» **Supplied material**:

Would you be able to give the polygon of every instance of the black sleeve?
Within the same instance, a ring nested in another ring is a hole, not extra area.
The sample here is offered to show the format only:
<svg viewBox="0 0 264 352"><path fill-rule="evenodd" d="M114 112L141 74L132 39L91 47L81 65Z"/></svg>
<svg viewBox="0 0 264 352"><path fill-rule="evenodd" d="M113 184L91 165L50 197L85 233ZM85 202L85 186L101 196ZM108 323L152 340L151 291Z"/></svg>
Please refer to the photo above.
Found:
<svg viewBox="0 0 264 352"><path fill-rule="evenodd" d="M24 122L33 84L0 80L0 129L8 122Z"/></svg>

» **Task details**:
Put the items above into a two-column CSV with the header columns item_text and answer. Give one row per item, with the item's text and its answer each in a single quoted field and every line break replaced by a space.

» **Answer to the task**:
item_text,answer
"Would you be able to give the polygon of every instance of the black sleeve? Within the same instance, a ring nested in another ring is a hole, not extra area. The sample here is offered to show the format only: <svg viewBox=""0 0 264 352""><path fill-rule=""evenodd"" d=""M114 112L141 74L132 39L91 47L81 65Z""/></svg> <svg viewBox=""0 0 264 352""><path fill-rule=""evenodd"" d=""M113 184L91 165L50 197L85 233ZM85 202L85 186L101 196ZM108 323L152 340L151 291Z""/></svg> Please refer to the photo above. Found:","<svg viewBox=""0 0 264 352""><path fill-rule=""evenodd"" d=""M24 122L33 84L0 80L0 129L8 122Z""/></svg>"